▶ [WORK TO COMPLETE]
Find every line in the material below that contains the word "flowing", matching case exactly, and copy each of those lines.

▶ [MATERIAL FOR THIS EXERCISE]
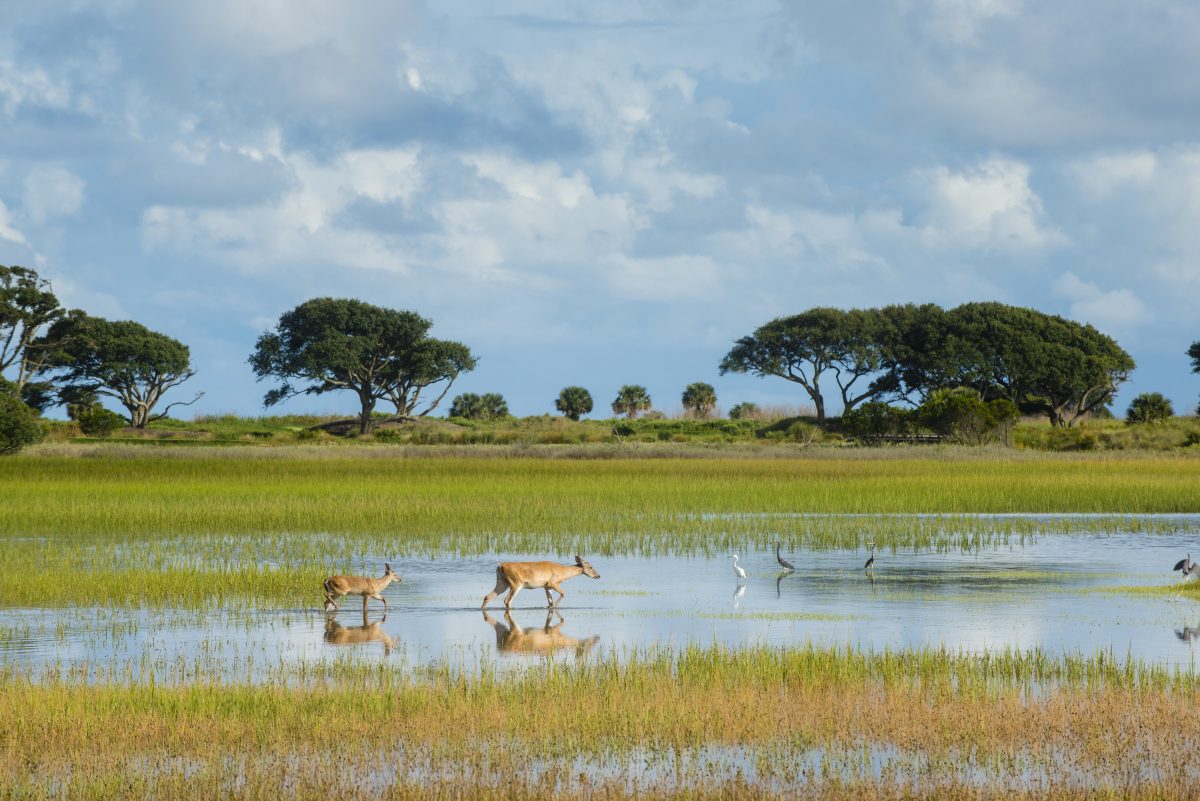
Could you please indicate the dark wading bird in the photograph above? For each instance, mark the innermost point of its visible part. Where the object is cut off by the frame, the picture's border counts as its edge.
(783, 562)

* * *

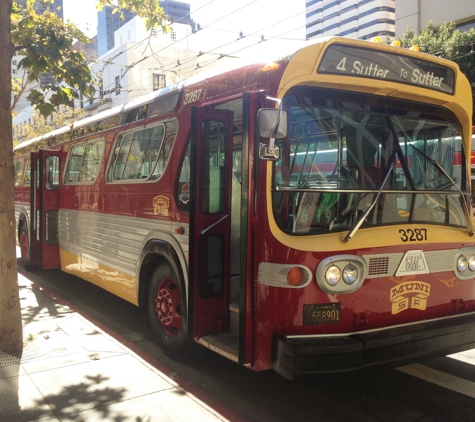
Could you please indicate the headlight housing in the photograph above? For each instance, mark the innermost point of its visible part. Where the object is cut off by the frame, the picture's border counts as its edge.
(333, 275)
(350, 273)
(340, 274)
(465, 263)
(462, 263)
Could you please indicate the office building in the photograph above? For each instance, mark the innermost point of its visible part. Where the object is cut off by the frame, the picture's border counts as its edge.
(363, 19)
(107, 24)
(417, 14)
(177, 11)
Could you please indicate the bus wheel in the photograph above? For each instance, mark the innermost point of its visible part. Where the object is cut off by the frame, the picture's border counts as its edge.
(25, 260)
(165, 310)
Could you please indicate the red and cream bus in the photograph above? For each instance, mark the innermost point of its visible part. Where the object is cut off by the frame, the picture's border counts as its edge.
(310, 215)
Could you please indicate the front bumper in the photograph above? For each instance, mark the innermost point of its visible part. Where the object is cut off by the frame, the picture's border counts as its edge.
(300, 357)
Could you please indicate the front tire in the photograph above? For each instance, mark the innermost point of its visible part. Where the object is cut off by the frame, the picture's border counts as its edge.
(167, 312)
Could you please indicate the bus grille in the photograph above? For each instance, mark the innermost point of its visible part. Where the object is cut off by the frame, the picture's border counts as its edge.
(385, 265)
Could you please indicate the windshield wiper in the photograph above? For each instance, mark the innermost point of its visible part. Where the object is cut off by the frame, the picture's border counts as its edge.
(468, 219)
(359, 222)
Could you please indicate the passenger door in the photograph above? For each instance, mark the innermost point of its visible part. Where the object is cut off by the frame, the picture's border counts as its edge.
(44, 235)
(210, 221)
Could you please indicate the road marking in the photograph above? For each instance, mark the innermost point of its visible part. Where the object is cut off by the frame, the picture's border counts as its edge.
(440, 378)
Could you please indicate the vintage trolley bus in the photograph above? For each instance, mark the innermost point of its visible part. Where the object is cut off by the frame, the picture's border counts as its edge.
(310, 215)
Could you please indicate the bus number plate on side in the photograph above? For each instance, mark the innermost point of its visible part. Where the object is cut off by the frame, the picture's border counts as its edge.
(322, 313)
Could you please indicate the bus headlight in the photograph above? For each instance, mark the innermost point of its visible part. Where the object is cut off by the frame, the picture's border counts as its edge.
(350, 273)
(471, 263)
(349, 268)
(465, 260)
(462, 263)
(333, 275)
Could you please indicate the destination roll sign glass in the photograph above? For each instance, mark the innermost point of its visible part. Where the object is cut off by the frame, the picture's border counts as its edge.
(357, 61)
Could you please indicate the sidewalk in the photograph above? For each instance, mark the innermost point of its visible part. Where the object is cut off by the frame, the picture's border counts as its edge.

==

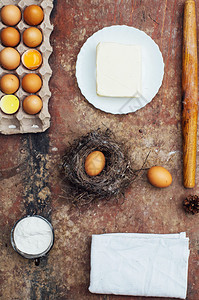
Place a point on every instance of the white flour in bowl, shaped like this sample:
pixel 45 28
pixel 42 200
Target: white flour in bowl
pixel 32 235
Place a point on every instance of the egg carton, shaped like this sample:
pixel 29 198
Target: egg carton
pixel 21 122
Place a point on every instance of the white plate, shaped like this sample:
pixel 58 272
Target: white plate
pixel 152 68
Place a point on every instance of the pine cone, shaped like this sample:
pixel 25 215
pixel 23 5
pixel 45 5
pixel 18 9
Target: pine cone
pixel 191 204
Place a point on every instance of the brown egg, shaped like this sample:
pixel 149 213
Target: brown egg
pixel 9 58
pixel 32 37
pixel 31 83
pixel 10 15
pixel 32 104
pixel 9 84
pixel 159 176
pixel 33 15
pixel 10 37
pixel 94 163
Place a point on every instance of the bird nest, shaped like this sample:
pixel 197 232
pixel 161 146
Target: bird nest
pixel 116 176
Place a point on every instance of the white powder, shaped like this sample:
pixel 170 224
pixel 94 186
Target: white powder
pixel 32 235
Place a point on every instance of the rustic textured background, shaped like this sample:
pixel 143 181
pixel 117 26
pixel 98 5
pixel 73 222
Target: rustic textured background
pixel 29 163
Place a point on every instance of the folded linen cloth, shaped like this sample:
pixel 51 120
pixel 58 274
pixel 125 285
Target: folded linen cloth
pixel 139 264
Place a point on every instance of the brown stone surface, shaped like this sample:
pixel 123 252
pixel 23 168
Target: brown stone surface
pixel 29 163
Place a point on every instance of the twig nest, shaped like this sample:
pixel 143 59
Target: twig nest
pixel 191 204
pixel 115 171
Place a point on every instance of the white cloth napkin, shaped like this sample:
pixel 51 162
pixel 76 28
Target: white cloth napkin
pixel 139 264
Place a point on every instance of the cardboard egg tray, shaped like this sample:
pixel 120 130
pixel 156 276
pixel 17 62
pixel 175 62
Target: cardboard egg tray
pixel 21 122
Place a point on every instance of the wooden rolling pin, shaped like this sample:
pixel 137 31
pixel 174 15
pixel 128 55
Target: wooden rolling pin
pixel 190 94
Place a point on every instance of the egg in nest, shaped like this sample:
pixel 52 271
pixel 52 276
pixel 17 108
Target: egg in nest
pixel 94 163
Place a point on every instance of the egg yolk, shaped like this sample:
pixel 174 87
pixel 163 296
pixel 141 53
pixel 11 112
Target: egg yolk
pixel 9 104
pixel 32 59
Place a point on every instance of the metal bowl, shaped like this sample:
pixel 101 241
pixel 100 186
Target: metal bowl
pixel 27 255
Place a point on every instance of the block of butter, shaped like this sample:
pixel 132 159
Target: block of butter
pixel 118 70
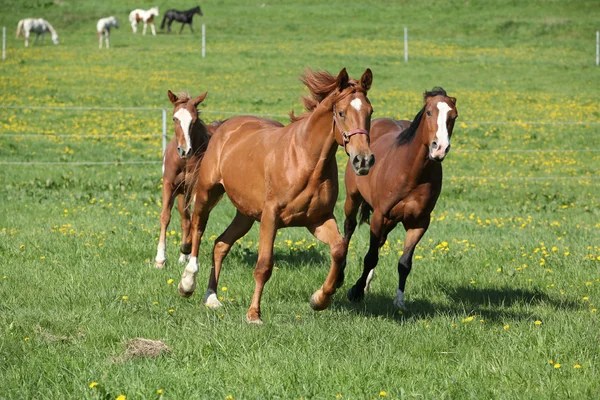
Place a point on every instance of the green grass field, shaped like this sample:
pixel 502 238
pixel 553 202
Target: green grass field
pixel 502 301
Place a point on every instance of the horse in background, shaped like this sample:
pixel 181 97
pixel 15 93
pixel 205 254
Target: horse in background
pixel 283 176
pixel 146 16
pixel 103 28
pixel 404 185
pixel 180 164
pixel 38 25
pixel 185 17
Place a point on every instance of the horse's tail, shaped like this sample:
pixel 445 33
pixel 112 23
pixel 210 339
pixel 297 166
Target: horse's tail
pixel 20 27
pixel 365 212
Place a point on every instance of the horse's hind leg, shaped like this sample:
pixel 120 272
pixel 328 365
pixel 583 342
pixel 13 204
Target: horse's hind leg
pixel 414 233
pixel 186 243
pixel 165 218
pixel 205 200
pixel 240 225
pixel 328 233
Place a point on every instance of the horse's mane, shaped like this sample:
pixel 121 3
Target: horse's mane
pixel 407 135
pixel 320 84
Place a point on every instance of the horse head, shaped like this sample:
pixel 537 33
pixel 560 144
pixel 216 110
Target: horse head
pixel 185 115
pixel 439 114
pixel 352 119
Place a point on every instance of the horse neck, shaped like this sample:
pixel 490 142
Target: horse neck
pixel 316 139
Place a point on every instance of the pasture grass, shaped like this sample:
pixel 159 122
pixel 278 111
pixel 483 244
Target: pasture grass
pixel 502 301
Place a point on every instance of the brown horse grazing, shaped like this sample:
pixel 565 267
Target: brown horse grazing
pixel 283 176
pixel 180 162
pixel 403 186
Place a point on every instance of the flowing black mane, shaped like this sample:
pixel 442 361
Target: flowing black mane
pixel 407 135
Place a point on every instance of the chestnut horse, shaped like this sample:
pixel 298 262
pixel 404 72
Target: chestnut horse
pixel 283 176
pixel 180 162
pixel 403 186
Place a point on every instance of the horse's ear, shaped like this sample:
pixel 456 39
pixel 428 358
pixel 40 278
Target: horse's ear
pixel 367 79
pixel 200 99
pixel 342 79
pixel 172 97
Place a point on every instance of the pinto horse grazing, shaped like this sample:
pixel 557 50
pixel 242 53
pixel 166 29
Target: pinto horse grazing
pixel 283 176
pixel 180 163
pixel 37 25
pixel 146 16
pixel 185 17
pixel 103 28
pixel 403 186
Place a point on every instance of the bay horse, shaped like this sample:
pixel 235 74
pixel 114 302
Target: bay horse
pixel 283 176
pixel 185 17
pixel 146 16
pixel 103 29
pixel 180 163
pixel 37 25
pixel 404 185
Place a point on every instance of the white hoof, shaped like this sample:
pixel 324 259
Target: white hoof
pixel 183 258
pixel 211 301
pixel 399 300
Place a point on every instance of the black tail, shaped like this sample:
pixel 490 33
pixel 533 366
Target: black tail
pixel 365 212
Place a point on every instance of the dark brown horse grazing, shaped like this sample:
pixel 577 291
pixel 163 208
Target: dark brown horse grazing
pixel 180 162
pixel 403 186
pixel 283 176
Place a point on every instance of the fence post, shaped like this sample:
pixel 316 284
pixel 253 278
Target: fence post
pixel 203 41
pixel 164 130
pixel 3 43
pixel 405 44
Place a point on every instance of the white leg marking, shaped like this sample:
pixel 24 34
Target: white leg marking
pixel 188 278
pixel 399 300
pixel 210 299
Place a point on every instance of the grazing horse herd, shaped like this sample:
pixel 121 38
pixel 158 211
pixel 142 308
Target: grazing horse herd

▶ [SOLUTION TO THIS EXERCISE]
Place a point on every instance of the flowing black mane, shaped like this sample:
Target: flowing black mane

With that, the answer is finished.